■ **PROBLEM REQUIREMENTS**: Scan the lines below and report each one containing "building" by copying it.

Top of RECORDS SUPPLIED

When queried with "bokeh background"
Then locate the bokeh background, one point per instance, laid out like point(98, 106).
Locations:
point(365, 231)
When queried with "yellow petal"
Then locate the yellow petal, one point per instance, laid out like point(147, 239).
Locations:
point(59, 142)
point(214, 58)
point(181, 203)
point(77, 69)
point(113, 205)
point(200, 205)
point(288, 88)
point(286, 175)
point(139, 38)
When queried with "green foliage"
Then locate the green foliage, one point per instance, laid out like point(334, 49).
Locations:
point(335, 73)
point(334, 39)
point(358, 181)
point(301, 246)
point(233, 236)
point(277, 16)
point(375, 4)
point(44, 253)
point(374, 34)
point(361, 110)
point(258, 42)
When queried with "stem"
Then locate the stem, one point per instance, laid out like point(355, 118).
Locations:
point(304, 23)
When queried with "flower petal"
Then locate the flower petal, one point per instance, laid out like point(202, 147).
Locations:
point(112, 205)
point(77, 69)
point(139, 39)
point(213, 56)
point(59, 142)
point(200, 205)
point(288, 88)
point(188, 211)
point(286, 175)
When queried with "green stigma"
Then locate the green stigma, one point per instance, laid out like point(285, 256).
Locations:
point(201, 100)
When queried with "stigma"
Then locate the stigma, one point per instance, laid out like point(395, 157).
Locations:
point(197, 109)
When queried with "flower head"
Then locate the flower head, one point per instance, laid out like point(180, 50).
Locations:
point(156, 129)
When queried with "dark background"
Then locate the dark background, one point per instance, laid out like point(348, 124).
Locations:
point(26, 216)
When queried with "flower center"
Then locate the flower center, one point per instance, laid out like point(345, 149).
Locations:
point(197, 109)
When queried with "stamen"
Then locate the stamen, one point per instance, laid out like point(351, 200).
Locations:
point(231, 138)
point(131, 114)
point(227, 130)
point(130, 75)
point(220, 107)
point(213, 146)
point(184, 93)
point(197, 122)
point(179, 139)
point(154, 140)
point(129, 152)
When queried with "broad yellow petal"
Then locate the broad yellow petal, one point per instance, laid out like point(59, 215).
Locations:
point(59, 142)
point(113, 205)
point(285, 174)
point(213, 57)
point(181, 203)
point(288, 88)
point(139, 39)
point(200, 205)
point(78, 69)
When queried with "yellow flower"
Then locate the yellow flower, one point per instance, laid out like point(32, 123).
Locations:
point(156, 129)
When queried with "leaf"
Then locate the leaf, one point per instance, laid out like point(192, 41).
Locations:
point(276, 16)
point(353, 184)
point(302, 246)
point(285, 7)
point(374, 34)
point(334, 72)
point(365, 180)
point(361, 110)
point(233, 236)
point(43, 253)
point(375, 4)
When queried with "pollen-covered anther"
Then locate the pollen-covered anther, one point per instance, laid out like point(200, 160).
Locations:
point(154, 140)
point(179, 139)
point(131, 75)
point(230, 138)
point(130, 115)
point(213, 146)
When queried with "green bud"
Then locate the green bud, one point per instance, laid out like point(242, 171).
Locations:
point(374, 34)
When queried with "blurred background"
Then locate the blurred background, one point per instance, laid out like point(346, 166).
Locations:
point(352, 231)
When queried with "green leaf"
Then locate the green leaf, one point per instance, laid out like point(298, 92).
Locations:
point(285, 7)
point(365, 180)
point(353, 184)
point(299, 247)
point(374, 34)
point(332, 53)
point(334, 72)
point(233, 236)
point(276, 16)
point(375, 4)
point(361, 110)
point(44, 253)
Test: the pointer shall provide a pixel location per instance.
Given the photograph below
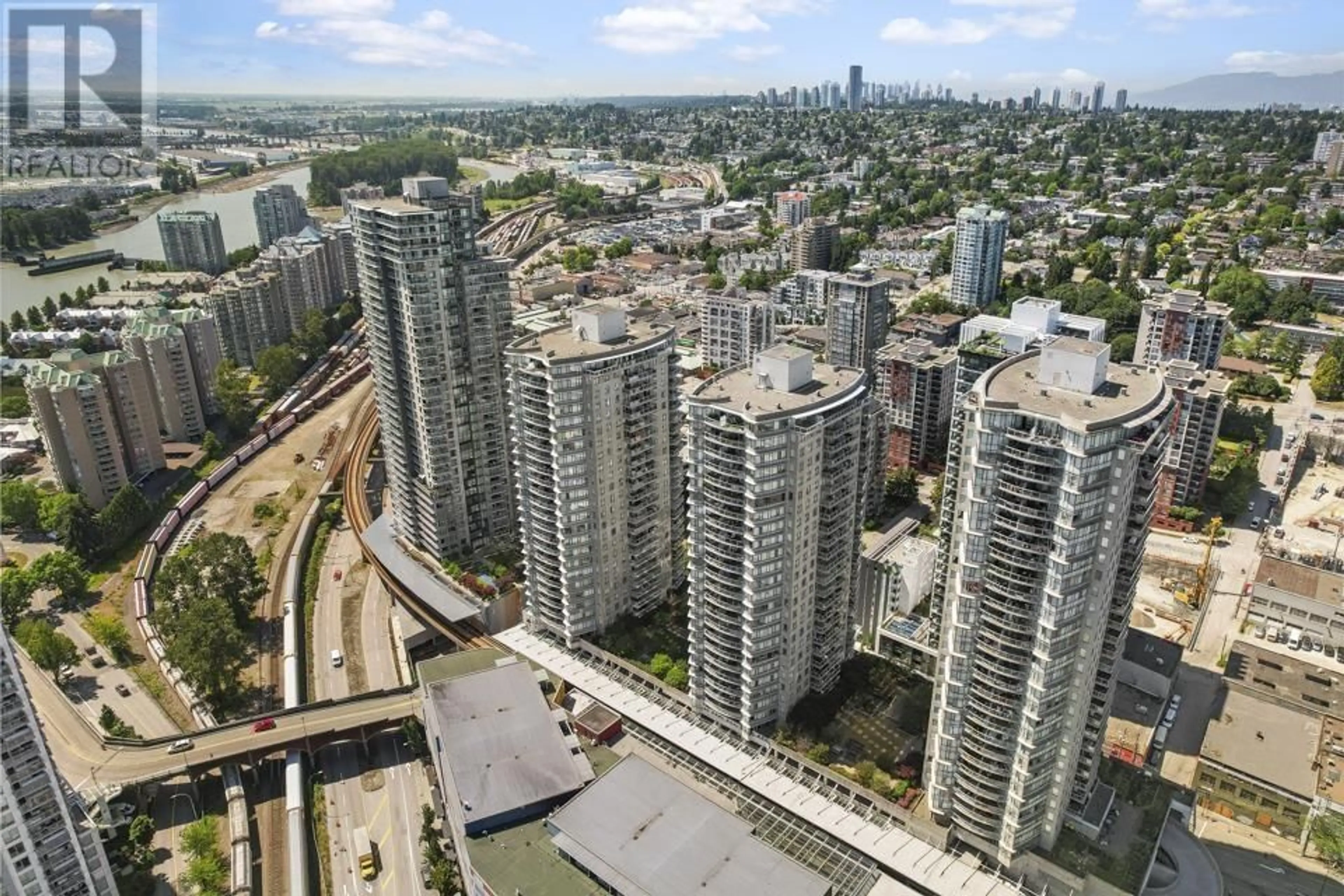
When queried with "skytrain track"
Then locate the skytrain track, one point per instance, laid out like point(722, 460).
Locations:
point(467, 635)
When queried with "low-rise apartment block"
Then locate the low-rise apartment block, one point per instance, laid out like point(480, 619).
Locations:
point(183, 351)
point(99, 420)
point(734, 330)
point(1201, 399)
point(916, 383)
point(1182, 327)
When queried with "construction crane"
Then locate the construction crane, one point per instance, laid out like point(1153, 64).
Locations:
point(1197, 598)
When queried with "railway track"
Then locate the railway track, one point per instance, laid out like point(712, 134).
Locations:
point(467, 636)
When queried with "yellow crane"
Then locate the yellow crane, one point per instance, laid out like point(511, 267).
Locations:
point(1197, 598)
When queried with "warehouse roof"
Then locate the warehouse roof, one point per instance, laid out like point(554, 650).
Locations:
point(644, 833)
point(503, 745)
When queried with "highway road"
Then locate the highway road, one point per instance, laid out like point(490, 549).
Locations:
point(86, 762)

Bottom of RECORDS SUPPLIED
Top of RECORDS SUPPLIED

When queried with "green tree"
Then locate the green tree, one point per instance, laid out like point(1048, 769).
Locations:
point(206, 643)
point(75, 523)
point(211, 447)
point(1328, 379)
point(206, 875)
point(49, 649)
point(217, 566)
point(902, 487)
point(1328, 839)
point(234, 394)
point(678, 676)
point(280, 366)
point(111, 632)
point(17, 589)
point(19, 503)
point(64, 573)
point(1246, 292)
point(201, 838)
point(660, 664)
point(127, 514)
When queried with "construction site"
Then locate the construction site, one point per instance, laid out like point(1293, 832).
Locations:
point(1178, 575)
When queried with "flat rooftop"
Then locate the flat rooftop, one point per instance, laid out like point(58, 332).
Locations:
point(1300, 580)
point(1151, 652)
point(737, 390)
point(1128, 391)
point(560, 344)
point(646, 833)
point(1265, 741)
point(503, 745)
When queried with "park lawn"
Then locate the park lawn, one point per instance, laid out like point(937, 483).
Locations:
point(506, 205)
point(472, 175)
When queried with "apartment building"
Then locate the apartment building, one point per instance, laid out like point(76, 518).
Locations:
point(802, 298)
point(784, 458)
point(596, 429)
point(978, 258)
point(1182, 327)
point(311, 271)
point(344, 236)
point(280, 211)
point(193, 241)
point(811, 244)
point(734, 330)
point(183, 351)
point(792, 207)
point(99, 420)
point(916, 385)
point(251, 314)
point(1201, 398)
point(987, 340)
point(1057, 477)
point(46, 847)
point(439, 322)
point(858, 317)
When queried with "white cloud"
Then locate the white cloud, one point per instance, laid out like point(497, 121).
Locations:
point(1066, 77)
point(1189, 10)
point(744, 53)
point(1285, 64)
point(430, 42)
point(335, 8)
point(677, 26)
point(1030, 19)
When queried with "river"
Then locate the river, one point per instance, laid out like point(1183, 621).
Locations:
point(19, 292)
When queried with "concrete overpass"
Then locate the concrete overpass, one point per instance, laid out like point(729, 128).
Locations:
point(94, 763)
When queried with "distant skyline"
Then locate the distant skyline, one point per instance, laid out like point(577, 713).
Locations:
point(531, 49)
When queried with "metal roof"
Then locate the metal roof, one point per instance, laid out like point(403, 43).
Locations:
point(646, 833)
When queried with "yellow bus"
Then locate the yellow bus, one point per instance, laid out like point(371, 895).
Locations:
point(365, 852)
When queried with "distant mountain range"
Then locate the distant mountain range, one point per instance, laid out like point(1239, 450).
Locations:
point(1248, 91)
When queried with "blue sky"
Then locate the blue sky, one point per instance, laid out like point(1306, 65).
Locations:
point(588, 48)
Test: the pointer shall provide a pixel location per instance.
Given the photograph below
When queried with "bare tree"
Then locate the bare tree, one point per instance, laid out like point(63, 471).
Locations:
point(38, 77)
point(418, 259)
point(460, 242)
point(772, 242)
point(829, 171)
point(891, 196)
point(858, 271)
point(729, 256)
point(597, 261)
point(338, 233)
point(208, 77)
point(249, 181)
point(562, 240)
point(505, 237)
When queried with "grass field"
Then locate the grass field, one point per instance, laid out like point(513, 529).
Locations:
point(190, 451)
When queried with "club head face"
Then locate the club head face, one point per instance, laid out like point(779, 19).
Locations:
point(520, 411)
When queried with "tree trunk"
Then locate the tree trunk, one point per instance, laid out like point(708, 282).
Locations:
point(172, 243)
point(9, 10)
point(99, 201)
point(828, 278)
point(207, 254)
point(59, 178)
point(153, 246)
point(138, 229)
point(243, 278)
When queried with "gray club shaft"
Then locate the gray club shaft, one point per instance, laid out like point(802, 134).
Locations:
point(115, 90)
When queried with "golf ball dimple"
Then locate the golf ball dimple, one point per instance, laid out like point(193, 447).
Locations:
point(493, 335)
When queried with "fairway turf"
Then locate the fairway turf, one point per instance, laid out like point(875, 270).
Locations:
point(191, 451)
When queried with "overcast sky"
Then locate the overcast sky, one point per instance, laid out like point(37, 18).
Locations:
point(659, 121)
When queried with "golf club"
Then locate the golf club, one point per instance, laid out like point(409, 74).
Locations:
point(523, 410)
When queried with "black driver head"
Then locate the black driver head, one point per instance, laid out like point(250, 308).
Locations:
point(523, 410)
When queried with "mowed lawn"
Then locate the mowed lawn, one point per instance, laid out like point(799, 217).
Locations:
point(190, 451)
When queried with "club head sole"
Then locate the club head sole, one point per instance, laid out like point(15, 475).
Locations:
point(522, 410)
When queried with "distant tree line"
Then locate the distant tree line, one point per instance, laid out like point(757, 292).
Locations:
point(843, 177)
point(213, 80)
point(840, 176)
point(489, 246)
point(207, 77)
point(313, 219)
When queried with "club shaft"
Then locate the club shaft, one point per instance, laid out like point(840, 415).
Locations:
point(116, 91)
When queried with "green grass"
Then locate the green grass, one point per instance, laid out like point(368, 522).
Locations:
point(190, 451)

Bottom of RECORDS SUPPLIED

■ **TASK ANSWER**:
When queried with "apartment building"
Then locate the apartment building, one point per instance, laid out like point(76, 518).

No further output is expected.